• [TASK STATEMENT]: Each entry is to be given again word for word; images are dropped.

• [Point-per-instance localization data]:
BEGIN

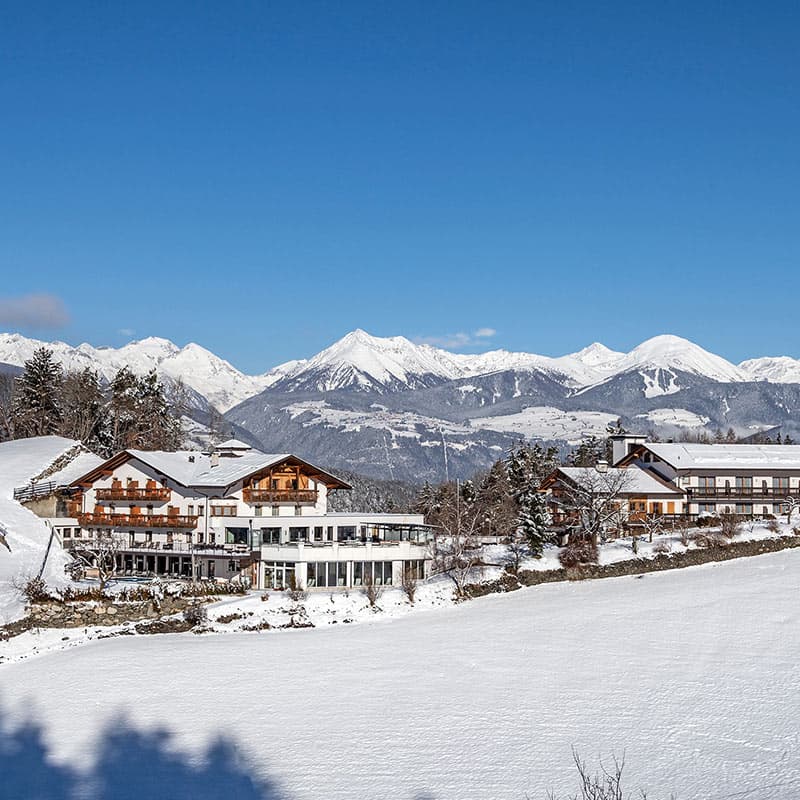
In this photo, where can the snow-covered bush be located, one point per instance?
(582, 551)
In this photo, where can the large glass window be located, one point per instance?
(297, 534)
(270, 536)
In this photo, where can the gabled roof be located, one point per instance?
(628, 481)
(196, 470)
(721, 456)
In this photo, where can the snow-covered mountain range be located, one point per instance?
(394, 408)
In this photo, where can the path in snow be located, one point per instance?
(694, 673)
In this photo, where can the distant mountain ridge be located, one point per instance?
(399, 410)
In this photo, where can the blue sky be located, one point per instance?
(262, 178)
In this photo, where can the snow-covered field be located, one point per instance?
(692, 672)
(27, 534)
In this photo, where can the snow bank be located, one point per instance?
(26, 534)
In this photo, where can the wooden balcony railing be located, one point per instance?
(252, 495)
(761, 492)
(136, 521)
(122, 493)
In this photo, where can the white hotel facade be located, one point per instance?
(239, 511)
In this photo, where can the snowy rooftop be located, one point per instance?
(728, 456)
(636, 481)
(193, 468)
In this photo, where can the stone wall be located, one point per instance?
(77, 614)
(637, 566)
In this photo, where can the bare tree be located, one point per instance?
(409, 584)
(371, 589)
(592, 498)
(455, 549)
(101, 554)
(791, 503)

END

• [ANSWER SPACE]:
In this photo, where can the snow-covered bush be located, one point per instance?
(582, 551)
In this photo, where can the large glass window be located, one point per instance?
(297, 534)
(270, 536)
In this photo, where can the gabled roof be located, one point per instance?
(628, 481)
(196, 470)
(721, 456)
In this photo, where can the snow-covered mountain range be located, one point per instance?
(394, 408)
In this photo, where can the path in snow be located, one point per instance?
(694, 673)
In this photo, where can the distant mountain ridge be located, one point per instance?
(399, 410)
In this photo, where can the blue sky be located, one point per instance?
(262, 178)
In this photo, where can the snow-covered field be located, one point per instance?
(692, 672)
(27, 534)
In this photo, where can the snow bank be located, one point per instance?
(26, 534)
In this photo, where can the wooden balcony railing be located, one point per instance?
(252, 495)
(761, 492)
(136, 521)
(122, 493)
In this photo, where can the white hotel facade be located, one point per instance?
(239, 511)
In this photo, where can the snowy rooftop be located, one point per instance?
(728, 456)
(636, 481)
(193, 468)
In this photo, where can the stone wall be located, one point per instance?
(77, 614)
(637, 566)
In this photo, where can the bare tree be located, one point per instance?
(409, 584)
(371, 589)
(592, 498)
(455, 549)
(101, 554)
(791, 503)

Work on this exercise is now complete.